- The request -
Reproduce every one of the following items word for word, omitting the pictures.

- Listing -
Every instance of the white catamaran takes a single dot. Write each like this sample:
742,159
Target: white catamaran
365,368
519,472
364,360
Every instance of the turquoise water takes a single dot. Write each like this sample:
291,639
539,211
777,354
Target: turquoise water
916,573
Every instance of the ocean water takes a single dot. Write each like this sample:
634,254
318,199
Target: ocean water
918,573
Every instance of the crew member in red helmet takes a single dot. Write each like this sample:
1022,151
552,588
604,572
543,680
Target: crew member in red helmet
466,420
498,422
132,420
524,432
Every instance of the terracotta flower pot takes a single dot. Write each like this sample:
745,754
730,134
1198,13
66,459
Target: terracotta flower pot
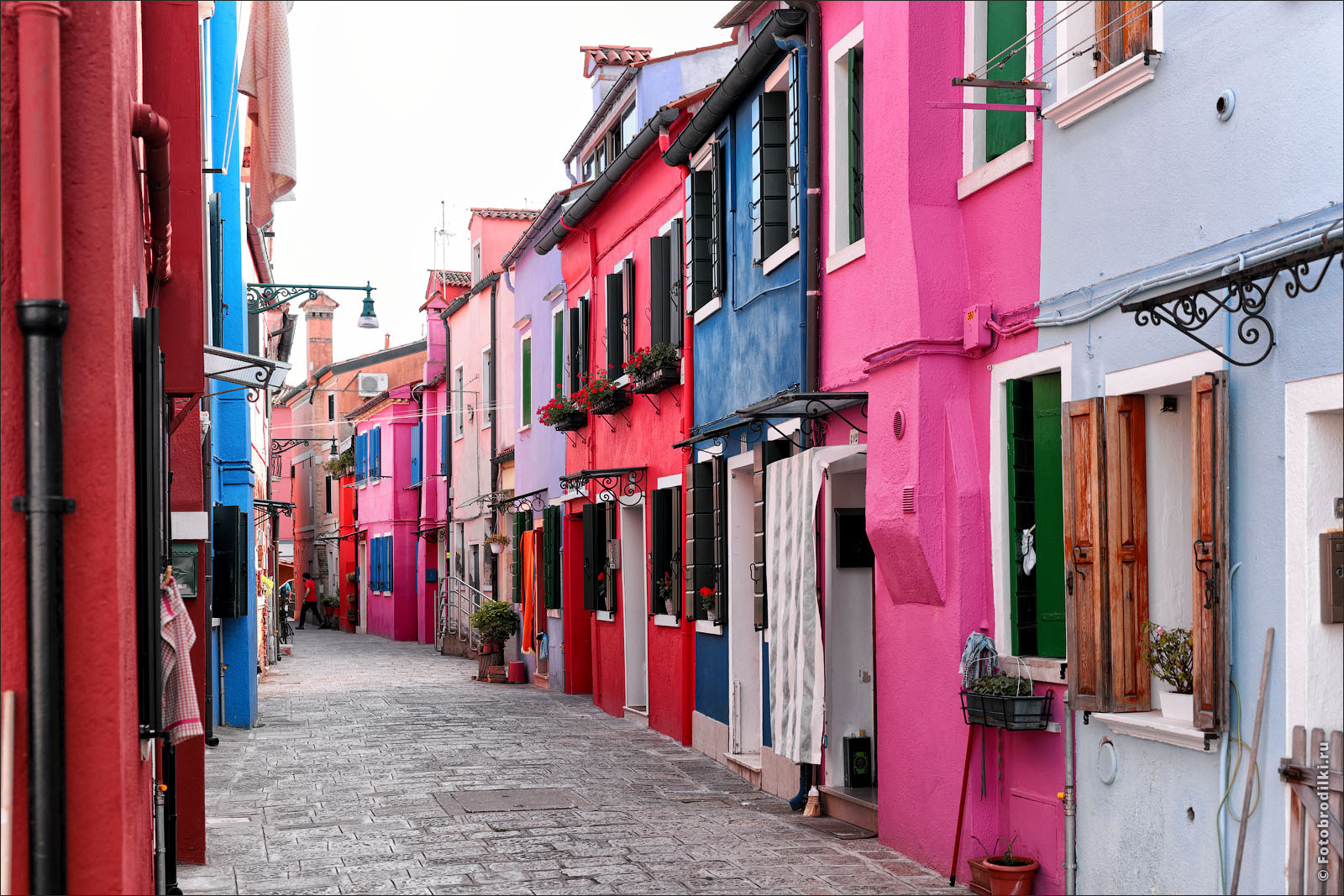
1010,880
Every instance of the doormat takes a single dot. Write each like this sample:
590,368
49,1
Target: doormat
839,829
521,799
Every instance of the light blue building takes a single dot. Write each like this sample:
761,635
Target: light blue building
1191,300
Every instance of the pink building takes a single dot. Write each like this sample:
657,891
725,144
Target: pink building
387,466
918,313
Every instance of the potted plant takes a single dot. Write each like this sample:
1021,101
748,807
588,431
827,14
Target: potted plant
601,396
562,414
1171,656
1008,875
655,369
1005,701
667,594
495,622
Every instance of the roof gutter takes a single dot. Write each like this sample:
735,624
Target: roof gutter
759,55
609,179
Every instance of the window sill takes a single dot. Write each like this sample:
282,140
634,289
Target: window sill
853,251
780,255
709,308
1019,156
1153,726
1113,85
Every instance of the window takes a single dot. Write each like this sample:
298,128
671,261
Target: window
1035,520
487,390
665,553
524,417
457,402
1109,461
558,349
774,172
706,546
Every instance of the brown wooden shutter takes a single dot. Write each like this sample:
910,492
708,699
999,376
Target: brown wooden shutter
1126,553
1210,523
1085,553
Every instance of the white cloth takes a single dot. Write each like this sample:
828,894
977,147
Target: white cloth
265,76
797,663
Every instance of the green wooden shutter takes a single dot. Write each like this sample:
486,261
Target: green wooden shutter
855,144
1021,515
528,382
1050,521
1005,26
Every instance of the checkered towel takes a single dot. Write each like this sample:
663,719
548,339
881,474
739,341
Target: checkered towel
181,714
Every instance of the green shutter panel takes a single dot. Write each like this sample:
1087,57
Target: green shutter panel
1021,515
857,144
528,382
1005,26
1050,521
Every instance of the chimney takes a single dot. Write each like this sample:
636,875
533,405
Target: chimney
318,316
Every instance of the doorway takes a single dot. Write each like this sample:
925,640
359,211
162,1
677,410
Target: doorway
745,712
635,609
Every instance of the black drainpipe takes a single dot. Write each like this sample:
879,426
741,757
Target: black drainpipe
44,324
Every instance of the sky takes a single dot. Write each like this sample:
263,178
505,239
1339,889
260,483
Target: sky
403,107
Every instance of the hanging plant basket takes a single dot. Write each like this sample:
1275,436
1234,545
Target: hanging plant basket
659,379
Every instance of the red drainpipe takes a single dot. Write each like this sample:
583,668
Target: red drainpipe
148,123
42,315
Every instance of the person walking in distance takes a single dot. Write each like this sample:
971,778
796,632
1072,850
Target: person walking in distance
309,604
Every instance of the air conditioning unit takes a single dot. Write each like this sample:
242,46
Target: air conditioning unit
373,385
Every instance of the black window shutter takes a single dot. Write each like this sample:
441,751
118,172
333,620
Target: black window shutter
678,281
699,264
615,340
660,289
628,275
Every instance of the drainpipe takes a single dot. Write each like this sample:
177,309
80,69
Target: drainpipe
813,304
42,316
154,128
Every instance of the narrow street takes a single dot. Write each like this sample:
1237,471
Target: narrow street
381,768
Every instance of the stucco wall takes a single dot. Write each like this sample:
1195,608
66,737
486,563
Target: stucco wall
1189,183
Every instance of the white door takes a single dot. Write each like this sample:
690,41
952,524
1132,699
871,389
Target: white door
745,715
635,607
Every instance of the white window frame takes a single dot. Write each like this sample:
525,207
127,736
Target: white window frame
1059,359
1077,87
976,172
839,253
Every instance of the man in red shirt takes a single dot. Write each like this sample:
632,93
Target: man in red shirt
309,602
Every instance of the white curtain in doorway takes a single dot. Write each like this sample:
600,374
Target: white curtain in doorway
797,671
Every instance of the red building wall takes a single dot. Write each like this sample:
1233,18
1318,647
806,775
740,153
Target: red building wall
107,785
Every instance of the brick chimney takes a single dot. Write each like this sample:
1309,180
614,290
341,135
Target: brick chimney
318,316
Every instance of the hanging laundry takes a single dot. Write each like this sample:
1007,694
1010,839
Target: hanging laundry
181,712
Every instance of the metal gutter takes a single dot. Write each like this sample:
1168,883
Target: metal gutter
750,66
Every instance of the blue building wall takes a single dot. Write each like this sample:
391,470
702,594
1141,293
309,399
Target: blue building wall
232,477
753,347
1164,177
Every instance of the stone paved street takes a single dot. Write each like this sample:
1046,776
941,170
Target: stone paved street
360,778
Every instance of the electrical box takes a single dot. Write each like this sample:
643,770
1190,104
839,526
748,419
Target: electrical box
974,328
1332,577
858,762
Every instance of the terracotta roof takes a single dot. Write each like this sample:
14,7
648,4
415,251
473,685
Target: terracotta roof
608,54
507,214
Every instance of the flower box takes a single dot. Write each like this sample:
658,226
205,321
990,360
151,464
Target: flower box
1028,712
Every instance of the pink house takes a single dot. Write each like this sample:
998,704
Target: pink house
918,311
387,466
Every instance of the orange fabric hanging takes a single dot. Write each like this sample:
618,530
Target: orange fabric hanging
526,555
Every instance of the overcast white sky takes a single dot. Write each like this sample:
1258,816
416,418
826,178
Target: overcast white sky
401,107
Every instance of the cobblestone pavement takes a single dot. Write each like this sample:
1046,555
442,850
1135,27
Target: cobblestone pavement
358,779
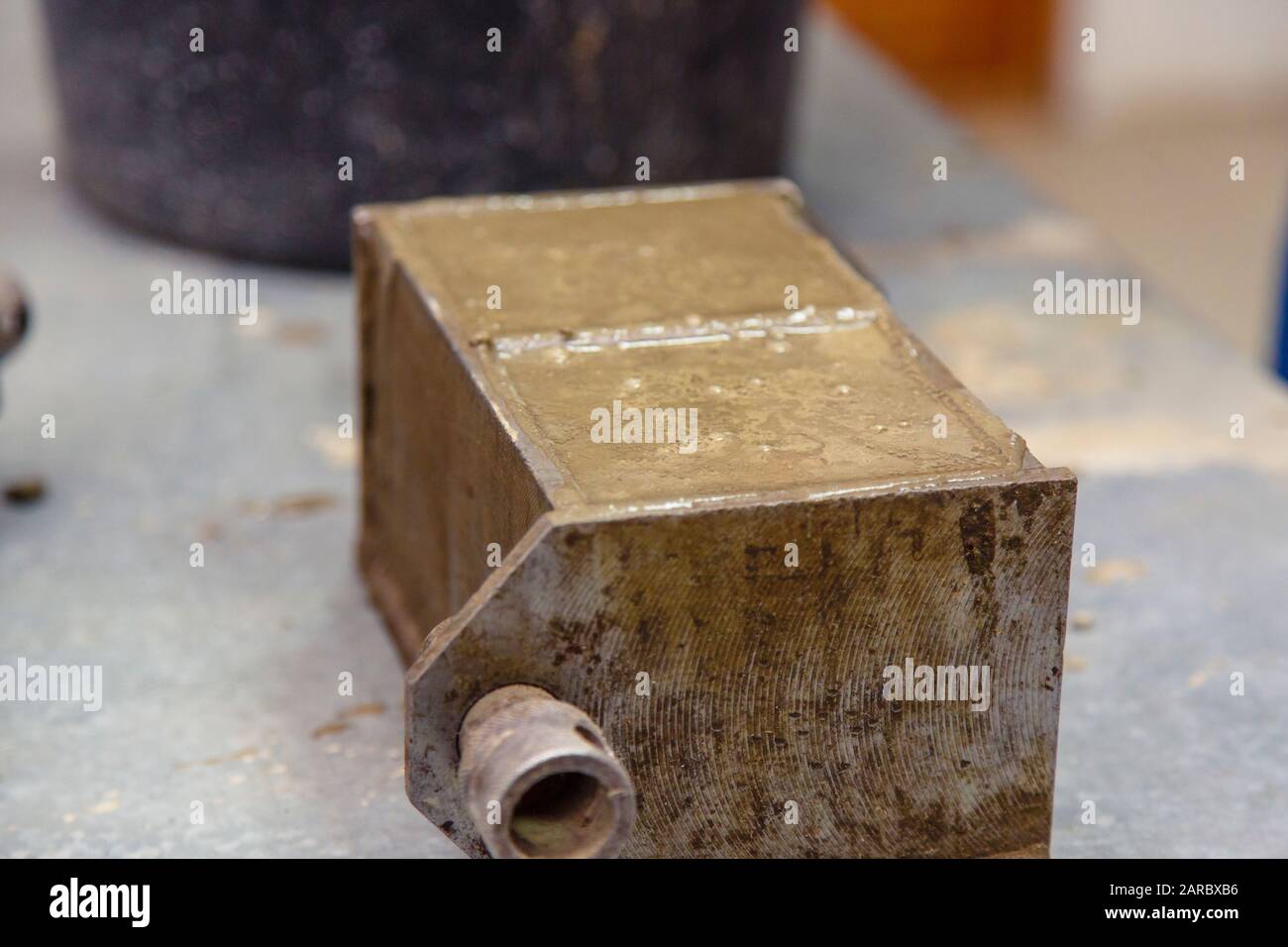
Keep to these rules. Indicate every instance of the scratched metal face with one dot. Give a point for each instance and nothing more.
(671, 304)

- Solution to this problem -
Every instance of the white catamaran takes a single dot. Write each like this sample:
742,159
Target: white catamaran
365,368
519,472
364,360
Every instance of the turquoise water takes a single dot. Write each like this sample:
291,639
539,211
777,354
Target: turquoise water
916,573
Every instance of the ocean water takes a single dot. Write each like this sample:
634,254
318,199
Target: ocean water
918,573
Every instance of the crew member in red helmet takes a single dot. Write each like this sample:
1022,151
552,588
604,572
543,680
Target: crew member in red helmet
466,420
498,422
132,420
524,432
Every instance of the terracotta flower pot takes a single dot. Write each like this sample:
745,754
730,134
1198,13
66,459
Target: terracotta flower pot
1010,880
Every instance of the doormat takes a single dot. Write each like this sample:
590,368
49,1
Target: doormat
839,829
521,799
Every instance of the light blue building takes a single dot. Write each like this sample:
761,635
Target: light blue building
1191,300
Every instance of the pink building takes a single dot. Write each like this sample:
657,891
725,144
Target: pink building
387,466
918,313
Every instance of the potted plant takes a single dot. Write each like this sample:
1021,101
748,807
588,431
827,14
Target: potted plant
601,396
562,414
1171,656
1008,875
655,369
1005,701
667,594
495,622
Every instance of the roof gutter takes a single dot. Write each like this sample:
735,624
Target: roof gutter
759,55
609,179
Every instance of the window sill takes a single dot. Write each like this sample:
282,140
634,289
Target: window sill
853,251
780,255
709,308
1019,156
1153,726
1113,85
Every instance of the window takes a single dot. Write each like this sample:
298,128
671,261
Target: window
1035,520
487,390
665,553
524,417
457,402
1109,461
558,349
774,172
706,546
Every instance of the brown wooden shutter takes a single dot. Write each like this sample:
910,492
708,699
999,376
Target: brown wooden shutter
1126,553
1210,523
1085,553
Every instance of the white cloth takes a single dot. Write each like this sample:
828,894
977,147
Target: white cloth
265,76
797,663
Every instance of the green wooden shutter takes a single dot. Write each like this sample:
486,261
Target: green wooden shutter
855,144
1021,515
528,382
1050,521
1005,26
Every instance of the checkered towel takes a single dot. Write each like this sample:
663,719
548,339
881,474
739,341
Target: checkered towel
181,714
Every instance of the green shutter panel takes a single dot. Write each like this sample:
1087,57
Target: green shutter panel
1021,515
857,144
528,382
1005,26
1050,521
Every instance of the chimney takes a single dot. Write each like this sample:
636,875
533,405
Target: chimney
318,316
Every instance of the doorway takes a single dot. Write each like this sample:
925,640
359,211
162,1
677,410
Target: doorway
745,712
635,609
Every instance of the black drainpipe takes a single dot. Write each like this sample:
879,426
741,757
Target: black drainpipe
44,324
Every instance of the sky takes a single dot. Write each like this sample:
263,178
505,239
1339,889
260,483
Target: sky
403,107
Every instance of the hanging plant basket takes a single dot. Write each like this sample:
1275,436
1234,545
Target: hanging plant basket
659,379
Every instance of the red drainpipe takes a single dot. Write each like this sample:
583,668
Target: red drainpipe
148,123
42,315
Every instance of the person walking in distance takes a single dot. Write each like this sample:
971,778
796,632
1072,850
Target: person walking in distance
309,604
Every instance of the air conditioning unit takes a single dot. Write each like this sample:
242,46
Target: air conditioning unit
373,385
Every instance of the black window shutter takes a single dot. Write each like this sample:
441,751
118,172
333,620
Target: black window shutter
678,281
699,264
615,340
660,289
628,275
Every instance of the drainpipe takes a single dot. Write each like this sample:
177,309
80,69
Target: drainpipe
813,304
42,316
154,128
Every instance of the narrow street takes a single dot. Write each like this sample:
1237,471
Target: narrow street
381,768
Every instance of the stucco wall takes a single dot. Write each like this sample:
1195,608
66,737
486,563
Target: stucco wall
1189,183
Every instance of the white door takes a single dot. Write each like this sample:
690,41
952,524
1132,699
871,389
Target: white door
745,715
635,607
Every instance of the white window frame takes a single dot. Write each like this sample:
525,207
127,736
Target: white window frame
1059,359
1077,87
976,172
839,253
Every instance of the man in red shirt takes a single dot. Write each like this sample:
632,93
Target: man in red shirt
309,602
Every instance of the white curtain in doorway takes a single dot. Write each like this sample:
600,374
Target: white curtain in doorway
797,671
Every instance of the red building wall takes a single dot. Write each like this sample:
1233,18
1318,647
806,775
740,153
Target: red building wall
107,785
Every instance of the brick chimney takes a single dot. Write each like this sample:
1309,180
614,290
341,135
Target: brick chimney
318,316
Every instance of the hanging laundry takes a single dot. Write each like this sample:
1007,694
1010,839
Target: hanging laundry
181,712
Every instance of the metal gutter takes a single dot. Write each like this sample:
1168,883
Target: metal gutter
750,66
Every instance of the blue building wall takes a single dot. Write each like this sample:
391,470
702,594
1141,293
309,399
Target: blue building wall
232,477
753,347
1164,177
Every instance of the stone paved street takes a single dot. Write each like this sample:
1046,776
941,170
Target: stone paved street
360,778
Every instance of the electrical box takes a single dot. Write each like this sample:
643,770
1190,104
839,526
748,419
Target: electrical box
974,328
1332,577
858,762
Every instance of the terracotta roof takes a single dot. Write each like this sample:
14,7
648,4
415,251
473,685
Target: terracotta roof
608,54
507,214
Every instance of the flower box takes a single dot. Write each like this sample:
658,226
205,321
990,360
151,464
Target: flower box
1028,712
Every instance of the pink house takes a single dot. Write each like this sample:
998,704
Target: pink house
918,311
387,466
Every instance of the orange fabric hanging takes a single dot. Write each like this sample:
618,530
Target: orange fabric hanging
526,555
Every instance of the overcast white sky takes a single dot. Write each like this sample:
1258,816
416,418
826,178
Target: overcast white sky
401,107
Every instance of the cobblestone pavement takes a single dot. Write each like this sample:
1046,555
442,850
1135,27
Target: cobblestone pavement
358,779
Keep to these rules. Indicate every instance of the scratched metal face with one dot. Give a point for each instance and nothing more.
(671, 304)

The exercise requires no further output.